DATA SHOWN>
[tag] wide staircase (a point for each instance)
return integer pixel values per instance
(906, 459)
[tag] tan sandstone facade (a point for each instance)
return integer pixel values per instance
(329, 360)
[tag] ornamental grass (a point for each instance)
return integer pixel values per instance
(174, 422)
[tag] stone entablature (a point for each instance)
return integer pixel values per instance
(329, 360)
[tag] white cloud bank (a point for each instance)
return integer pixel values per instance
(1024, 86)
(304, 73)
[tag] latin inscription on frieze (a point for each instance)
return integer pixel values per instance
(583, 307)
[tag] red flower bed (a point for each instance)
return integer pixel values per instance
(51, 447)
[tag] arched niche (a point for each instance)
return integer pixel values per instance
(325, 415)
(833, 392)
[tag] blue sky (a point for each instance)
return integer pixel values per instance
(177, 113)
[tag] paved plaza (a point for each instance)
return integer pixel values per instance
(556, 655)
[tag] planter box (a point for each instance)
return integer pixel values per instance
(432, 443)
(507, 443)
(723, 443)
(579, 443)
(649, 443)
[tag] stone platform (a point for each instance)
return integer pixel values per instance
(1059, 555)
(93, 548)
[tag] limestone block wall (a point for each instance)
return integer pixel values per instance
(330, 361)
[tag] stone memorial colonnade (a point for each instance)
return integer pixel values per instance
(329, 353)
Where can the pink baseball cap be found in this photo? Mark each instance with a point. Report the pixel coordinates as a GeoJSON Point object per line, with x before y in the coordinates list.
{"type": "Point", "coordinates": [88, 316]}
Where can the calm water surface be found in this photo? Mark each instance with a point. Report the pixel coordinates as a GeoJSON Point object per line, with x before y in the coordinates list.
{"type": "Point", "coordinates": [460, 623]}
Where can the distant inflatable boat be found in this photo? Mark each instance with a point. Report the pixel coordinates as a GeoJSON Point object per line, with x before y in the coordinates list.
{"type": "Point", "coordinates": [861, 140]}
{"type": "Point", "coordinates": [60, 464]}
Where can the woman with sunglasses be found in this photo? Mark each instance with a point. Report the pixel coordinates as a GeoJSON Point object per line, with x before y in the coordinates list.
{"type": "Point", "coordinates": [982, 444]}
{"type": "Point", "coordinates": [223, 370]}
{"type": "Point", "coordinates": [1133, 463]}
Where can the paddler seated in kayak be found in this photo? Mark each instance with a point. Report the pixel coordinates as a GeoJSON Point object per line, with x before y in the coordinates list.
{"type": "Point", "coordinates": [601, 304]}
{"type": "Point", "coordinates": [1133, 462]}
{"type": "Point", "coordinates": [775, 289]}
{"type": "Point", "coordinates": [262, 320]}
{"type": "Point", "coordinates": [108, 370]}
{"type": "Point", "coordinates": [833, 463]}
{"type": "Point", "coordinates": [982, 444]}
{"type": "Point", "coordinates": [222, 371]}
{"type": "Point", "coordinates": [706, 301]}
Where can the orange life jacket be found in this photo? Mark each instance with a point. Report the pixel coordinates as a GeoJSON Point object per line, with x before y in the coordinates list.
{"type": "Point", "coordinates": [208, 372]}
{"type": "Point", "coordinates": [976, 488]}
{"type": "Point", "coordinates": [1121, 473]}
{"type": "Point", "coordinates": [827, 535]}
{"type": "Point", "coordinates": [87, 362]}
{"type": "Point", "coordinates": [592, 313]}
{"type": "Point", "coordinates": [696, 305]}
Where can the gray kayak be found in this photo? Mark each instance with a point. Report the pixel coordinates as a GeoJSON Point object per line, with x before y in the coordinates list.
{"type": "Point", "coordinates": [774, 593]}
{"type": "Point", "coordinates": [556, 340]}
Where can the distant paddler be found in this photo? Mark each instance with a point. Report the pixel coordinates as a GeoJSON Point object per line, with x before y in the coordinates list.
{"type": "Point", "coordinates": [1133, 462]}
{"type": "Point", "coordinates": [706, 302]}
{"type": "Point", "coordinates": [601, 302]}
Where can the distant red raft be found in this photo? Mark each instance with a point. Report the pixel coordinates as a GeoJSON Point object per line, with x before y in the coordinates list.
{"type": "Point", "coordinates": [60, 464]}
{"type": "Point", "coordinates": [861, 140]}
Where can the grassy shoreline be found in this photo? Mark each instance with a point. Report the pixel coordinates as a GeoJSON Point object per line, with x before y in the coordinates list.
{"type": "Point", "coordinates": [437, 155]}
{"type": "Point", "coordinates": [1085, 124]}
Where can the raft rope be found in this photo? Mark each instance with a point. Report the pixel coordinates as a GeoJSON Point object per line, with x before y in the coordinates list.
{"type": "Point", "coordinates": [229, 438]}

HOW TO COMPLETE THIS TASK> Go through the entries above and write each one out exactly.

RESPONSE AREA>
[tag] wide staircase (a point for each instance)
return integer pixel values per instance
(906, 459)
[tag] tan sandstone facade (a point for each instance)
return integer pixel values per instance
(329, 360)
[tag] ornamental grass (a point for each instance)
return integer pixel values per instance
(174, 422)
[tag] stone entablature (a point for each instance)
return integer pixel values per instance
(329, 360)
[tag] white cloud bank (a point for each instance)
return integer pixel values per instance
(1024, 86)
(304, 73)
[tag] latin inscription on frieze (a point for each instance)
return integer pixel values per instance
(583, 307)
[tag] red flower bed (a point for each instance)
return integer pixel values per instance
(51, 447)
[tag] arched niche (a point for each instance)
return integer pixel values per instance
(325, 415)
(833, 392)
[tag] blue sky (a point for each instance)
return integer pixel values per instance
(177, 113)
[tag] paved plaza (a point for each instance)
return integer pixel values per instance
(556, 655)
[tag] planter box (a point for each instance)
return integer pixel values per instance
(432, 443)
(507, 443)
(723, 443)
(579, 443)
(649, 443)
[tag] stone platform (a point for each instance)
return integer pixel values per instance
(1059, 555)
(93, 548)
[tag] limestone block wall (a point for each instance)
return integer pixel values per instance
(330, 361)
[tag] stone memorial colonnade (a point for each instance)
return integer pixel values per instance
(329, 353)
Where can the pink baseball cap be found in this photo? Mark each instance with a point. Report the pixel coordinates as a GeoJSON Point object per line, with x before y in the coordinates list.
{"type": "Point", "coordinates": [88, 316]}
Where can the calm water surface be found in this photo? Mark each instance with a point. Report the pixel coordinates as a GeoJSON Point object per line, with x before y in the coordinates list.
{"type": "Point", "coordinates": [460, 623]}
Where can the distant inflatable boat be found in this photo? Mark each instance with a point. Report the pixel coordinates as a GeoJSON Point object per line, with x before y in the coordinates list.
{"type": "Point", "coordinates": [861, 140]}
{"type": "Point", "coordinates": [60, 464]}
Where can the woman with sunglasses be found in this photo? Mark each instance with a point. Report the pixel coordinates as a GeoJSON Point object per line, with x before y in the coordinates list.
{"type": "Point", "coordinates": [982, 444]}
{"type": "Point", "coordinates": [223, 370]}
{"type": "Point", "coordinates": [1133, 463]}
Where can the paddler seated in kayak be found in this photo? Mark each instance with a point. Report the pixel coordinates as a GeoJSON Point object per line, with x before y in the coordinates list.
{"type": "Point", "coordinates": [601, 304]}
{"type": "Point", "coordinates": [1133, 462]}
{"type": "Point", "coordinates": [775, 289]}
{"type": "Point", "coordinates": [262, 320]}
{"type": "Point", "coordinates": [108, 370]}
{"type": "Point", "coordinates": [833, 463]}
{"type": "Point", "coordinates": [982, 444]}
{"type": "Point", "coordinates": [222, 371]}
{"type": "Point", "coordinates": [706, 301]}
Where can the orange life jacket be found in this photo? Mark each instance with a point. Report the pixel coordinates as a GeoJSON Point object per line, with x before y in the coordinates list.
{"type": "Point", "coordinates": [208, 372]}
{"type": "Point", "coordinates": [976, 488]}
{"type": "Point", "coordinates": [1121, 473]}
{"type": "Point", "coordinates": [827, 535]}
{"type": "Point", "coordinates": [87, 362]}
{"type": "Point", "coordinates": [592, 313]}
{"type": "Point", "coordinates": [696, 305]}
Where can the gray kayak be found in this photo? Mark each instance with a point. Report the pixel coordinates as a GeoJSON Point object per line, with x before y in the coordinates list.
{"type": "Point", "coordinates": [774, 593]}
{"type": "Point", "coordinates": [556, 340]}
Where can the distant paddler be found in this photo? Mark each instance with a point. Report the pixel coordinates as a GeoJSON Point object per line, with x before y in the coordinates list.
{"type": "Point", "coordinates": [1133, 462]}
{"type": "Point", "coordinates": [706, 302]}
{"type": "Point", "coordinates": [601, 302]}
Where can the distant red raft be found in this photo? Mark each instance with a point. Report the pixel coordinates as a GeoJSON Point object per line, with x before y in the coordinates list.
{"type": "Point", "coordinates": [60, 464]}
{"type": "Point", "coordinates": [861, 140]}
Where can the grassy shoreline be found in this photo? Mark each instance with a point. Report the pixel coordinates as a GeoJSON Point object per line, with x before y in the coordinates list.
{"type": "Point", "coordinates": [437, 155]}
{"type": "Point", "coordinates": [1085, 124]}
Where can the raft rope be found in this photo? Mark each instance with a point. Report the pixel coordinates as a GeoJSON Point object per line, with x before y in the coordinates list.
{"type": "Point", "coordinates": [229, 438]}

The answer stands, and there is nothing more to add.